[Work to be completed] Count the lines in the records below that contain the word "rippled", and reply with the number alone.

Records from a dataset
· · ·

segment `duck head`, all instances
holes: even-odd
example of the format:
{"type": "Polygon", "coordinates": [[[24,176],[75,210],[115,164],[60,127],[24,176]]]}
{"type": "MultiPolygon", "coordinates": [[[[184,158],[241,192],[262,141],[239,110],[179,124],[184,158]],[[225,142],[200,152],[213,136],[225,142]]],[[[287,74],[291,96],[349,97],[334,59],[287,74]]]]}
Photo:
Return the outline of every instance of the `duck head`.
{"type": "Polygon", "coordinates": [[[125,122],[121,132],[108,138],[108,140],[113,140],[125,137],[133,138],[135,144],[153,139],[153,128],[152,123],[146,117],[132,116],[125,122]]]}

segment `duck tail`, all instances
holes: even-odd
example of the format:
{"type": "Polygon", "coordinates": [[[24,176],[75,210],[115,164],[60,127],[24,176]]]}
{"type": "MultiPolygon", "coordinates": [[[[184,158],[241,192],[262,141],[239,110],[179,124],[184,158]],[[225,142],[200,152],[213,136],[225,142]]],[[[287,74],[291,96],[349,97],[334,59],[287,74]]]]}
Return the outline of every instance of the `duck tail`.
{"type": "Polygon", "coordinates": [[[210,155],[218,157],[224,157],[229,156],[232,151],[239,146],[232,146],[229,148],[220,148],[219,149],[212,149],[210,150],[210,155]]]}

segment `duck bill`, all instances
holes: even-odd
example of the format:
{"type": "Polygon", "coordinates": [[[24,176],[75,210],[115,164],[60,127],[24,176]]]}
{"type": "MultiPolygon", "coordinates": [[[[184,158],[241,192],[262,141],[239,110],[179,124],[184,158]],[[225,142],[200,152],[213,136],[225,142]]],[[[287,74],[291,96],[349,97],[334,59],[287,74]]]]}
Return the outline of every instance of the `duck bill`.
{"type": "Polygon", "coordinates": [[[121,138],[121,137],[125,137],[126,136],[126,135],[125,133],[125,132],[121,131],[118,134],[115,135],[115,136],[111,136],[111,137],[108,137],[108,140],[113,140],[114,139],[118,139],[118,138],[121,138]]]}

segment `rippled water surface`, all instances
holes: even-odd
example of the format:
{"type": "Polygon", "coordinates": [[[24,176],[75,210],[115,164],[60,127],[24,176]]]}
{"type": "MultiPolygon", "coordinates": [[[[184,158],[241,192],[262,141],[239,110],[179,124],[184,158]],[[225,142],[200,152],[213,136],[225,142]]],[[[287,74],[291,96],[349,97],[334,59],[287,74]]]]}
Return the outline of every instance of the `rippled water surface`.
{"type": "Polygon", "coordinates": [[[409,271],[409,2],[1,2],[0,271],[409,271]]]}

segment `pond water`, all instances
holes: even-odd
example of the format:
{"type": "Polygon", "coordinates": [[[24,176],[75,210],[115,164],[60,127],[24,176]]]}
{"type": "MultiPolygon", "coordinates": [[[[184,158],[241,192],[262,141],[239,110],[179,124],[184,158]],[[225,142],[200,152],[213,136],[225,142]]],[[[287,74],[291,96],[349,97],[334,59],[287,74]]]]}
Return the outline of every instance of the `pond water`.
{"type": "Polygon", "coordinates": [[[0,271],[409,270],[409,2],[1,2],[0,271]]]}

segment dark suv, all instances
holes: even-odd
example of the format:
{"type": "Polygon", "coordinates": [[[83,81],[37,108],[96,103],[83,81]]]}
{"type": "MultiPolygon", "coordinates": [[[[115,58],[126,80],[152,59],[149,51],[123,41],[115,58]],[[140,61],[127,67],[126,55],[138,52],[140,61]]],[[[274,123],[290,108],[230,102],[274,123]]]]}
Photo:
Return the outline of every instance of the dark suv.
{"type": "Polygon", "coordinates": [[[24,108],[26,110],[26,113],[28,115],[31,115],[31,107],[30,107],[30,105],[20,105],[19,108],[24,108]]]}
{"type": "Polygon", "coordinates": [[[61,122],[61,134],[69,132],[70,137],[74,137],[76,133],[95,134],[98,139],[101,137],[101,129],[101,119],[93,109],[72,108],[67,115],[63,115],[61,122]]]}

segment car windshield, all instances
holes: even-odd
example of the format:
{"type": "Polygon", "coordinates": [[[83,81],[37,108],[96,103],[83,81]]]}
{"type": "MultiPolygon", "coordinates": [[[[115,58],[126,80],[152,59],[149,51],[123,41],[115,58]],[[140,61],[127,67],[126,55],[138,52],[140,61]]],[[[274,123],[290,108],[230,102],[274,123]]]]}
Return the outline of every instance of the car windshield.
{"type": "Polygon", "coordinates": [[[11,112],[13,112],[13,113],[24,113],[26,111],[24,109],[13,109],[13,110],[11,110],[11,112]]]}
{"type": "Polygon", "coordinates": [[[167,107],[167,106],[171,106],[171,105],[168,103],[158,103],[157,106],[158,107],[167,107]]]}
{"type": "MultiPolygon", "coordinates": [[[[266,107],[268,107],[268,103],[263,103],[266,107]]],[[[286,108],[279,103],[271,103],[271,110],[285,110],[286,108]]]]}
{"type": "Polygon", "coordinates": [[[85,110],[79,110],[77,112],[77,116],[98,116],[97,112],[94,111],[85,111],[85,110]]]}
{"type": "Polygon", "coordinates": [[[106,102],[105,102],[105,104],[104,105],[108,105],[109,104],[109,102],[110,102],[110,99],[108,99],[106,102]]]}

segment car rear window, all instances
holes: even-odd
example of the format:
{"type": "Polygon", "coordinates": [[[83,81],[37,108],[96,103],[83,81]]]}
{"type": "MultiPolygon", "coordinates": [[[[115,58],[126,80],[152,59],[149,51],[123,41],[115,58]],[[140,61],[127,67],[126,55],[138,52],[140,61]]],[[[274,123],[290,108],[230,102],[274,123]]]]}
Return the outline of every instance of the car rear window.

· · ·

[Task output] 2